*** Opening of Supplied data ***

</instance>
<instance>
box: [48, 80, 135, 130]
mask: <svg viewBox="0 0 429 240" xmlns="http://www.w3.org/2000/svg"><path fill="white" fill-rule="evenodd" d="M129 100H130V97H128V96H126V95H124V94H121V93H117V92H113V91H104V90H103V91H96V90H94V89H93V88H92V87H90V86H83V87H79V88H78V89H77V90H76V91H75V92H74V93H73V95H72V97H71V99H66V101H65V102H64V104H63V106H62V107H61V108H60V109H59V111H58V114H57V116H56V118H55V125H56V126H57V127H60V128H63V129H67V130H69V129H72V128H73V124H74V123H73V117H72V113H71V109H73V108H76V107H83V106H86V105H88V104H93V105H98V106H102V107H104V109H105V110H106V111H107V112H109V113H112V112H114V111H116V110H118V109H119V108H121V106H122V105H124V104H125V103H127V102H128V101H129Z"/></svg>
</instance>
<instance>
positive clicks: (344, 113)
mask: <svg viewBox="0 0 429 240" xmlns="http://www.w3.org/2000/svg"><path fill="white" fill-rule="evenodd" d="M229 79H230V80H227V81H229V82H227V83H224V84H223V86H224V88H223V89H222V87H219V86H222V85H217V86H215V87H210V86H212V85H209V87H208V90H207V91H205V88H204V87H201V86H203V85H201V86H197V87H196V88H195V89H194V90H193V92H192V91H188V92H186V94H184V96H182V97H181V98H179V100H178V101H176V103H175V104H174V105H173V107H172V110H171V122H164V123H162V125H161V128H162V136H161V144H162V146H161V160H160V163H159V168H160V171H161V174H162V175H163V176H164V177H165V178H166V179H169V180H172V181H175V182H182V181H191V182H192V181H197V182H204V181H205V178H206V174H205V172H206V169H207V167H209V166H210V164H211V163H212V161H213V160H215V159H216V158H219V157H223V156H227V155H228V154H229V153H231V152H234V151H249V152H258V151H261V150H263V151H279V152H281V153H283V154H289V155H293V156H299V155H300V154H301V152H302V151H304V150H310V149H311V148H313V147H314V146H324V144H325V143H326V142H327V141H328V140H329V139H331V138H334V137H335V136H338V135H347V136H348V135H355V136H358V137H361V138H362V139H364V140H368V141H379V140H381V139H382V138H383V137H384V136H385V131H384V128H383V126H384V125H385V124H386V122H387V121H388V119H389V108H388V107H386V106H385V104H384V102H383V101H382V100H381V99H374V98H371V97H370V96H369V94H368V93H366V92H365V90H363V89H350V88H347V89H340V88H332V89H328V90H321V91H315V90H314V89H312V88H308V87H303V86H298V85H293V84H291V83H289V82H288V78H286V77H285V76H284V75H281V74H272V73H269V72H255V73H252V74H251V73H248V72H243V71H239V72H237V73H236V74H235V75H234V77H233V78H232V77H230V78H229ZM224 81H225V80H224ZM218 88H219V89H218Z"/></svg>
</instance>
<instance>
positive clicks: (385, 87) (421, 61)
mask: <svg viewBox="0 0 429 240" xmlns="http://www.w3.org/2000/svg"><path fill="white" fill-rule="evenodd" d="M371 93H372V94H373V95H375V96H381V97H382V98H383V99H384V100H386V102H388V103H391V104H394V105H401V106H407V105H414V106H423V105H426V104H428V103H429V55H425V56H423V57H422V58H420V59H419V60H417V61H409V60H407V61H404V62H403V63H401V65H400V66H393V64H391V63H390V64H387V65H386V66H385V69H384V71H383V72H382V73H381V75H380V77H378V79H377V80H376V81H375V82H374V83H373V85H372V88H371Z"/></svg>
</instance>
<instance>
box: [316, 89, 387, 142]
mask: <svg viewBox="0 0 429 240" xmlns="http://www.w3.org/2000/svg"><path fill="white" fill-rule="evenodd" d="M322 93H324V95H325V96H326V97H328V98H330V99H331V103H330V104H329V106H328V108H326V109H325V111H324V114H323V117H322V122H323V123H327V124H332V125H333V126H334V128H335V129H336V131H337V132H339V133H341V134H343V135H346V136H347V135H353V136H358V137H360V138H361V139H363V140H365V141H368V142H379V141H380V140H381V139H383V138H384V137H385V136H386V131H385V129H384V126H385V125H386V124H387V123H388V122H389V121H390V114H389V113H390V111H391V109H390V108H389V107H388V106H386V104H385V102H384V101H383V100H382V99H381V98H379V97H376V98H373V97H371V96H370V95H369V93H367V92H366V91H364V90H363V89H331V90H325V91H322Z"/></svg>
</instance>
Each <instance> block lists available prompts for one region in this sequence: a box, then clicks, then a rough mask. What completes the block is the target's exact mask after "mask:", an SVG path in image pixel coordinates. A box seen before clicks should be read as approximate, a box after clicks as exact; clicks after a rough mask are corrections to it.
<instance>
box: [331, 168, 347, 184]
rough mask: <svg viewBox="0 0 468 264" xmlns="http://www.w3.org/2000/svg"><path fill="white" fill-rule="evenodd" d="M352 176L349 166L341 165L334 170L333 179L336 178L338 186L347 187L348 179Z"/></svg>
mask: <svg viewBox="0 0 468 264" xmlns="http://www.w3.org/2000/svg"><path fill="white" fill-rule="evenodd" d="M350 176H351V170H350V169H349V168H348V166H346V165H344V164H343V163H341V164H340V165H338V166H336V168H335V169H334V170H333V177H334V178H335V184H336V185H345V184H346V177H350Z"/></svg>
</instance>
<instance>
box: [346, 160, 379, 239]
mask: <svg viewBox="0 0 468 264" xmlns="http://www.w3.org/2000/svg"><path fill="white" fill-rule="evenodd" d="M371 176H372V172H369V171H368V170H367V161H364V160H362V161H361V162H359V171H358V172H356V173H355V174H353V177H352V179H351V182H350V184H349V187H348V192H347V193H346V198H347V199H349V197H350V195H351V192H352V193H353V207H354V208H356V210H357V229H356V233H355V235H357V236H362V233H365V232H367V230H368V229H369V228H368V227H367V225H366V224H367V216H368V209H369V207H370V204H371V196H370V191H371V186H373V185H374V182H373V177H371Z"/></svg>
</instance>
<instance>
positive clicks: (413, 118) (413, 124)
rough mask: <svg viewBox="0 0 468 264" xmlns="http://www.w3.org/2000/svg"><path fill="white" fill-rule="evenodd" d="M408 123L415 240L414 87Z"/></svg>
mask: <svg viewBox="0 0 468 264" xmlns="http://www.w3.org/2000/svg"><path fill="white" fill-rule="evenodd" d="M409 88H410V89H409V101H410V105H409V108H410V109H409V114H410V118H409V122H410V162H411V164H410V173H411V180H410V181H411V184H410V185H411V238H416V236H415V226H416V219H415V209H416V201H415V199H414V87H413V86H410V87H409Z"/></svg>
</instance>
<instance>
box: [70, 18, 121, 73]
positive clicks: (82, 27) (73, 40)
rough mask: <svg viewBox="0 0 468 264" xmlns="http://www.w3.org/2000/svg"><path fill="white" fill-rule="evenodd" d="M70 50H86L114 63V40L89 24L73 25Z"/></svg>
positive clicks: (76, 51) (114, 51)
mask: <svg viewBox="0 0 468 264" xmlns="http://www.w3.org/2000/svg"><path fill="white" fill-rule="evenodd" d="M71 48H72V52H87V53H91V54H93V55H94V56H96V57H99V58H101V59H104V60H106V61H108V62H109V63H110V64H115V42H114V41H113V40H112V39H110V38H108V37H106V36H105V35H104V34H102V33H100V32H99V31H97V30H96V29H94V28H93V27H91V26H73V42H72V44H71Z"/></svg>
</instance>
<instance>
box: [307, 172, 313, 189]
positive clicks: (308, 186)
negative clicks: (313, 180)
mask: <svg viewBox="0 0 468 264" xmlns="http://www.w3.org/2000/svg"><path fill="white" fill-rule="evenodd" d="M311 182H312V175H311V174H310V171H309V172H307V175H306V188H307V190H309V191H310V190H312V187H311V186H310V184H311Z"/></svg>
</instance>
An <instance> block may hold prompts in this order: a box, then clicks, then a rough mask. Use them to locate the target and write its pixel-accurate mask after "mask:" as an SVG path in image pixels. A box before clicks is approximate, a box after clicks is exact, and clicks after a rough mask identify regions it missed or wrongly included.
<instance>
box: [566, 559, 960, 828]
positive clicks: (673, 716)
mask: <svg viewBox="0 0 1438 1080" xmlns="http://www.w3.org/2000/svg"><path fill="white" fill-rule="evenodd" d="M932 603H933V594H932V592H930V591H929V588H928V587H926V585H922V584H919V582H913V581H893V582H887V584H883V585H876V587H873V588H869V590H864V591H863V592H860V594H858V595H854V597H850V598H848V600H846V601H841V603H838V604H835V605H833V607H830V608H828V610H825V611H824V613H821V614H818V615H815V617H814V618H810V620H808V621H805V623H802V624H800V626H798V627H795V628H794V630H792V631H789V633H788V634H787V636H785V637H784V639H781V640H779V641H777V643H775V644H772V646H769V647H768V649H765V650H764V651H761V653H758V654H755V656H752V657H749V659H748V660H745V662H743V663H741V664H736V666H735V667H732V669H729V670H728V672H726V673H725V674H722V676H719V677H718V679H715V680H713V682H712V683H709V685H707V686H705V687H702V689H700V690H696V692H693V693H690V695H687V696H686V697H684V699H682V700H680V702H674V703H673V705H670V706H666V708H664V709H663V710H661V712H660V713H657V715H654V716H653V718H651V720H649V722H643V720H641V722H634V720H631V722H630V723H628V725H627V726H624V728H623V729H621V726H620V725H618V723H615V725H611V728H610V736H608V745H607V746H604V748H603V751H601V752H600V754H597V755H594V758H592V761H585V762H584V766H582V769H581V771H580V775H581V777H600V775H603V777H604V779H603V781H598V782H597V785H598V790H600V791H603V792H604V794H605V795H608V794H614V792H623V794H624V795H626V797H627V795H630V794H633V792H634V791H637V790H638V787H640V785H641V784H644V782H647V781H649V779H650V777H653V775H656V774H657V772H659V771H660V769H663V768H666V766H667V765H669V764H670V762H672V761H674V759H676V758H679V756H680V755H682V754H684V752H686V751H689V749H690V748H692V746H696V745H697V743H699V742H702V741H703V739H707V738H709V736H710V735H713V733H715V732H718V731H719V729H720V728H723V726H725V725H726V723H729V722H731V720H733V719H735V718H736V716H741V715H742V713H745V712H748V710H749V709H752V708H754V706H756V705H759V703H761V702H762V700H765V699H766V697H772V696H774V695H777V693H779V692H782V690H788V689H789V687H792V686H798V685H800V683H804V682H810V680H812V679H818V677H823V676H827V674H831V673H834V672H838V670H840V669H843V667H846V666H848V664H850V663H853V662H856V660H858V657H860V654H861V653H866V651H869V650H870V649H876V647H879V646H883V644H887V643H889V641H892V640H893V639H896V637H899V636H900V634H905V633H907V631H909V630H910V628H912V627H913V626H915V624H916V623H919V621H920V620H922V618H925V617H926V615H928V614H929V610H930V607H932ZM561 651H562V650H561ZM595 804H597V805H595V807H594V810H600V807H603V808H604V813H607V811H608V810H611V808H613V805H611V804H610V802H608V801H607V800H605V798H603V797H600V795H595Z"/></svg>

*** Close of Supplied data ***

**To-do item:** State how many of the lines above contain the string "positive", counting only case-sensitive matches. Give the number alone.

**Solution:** 7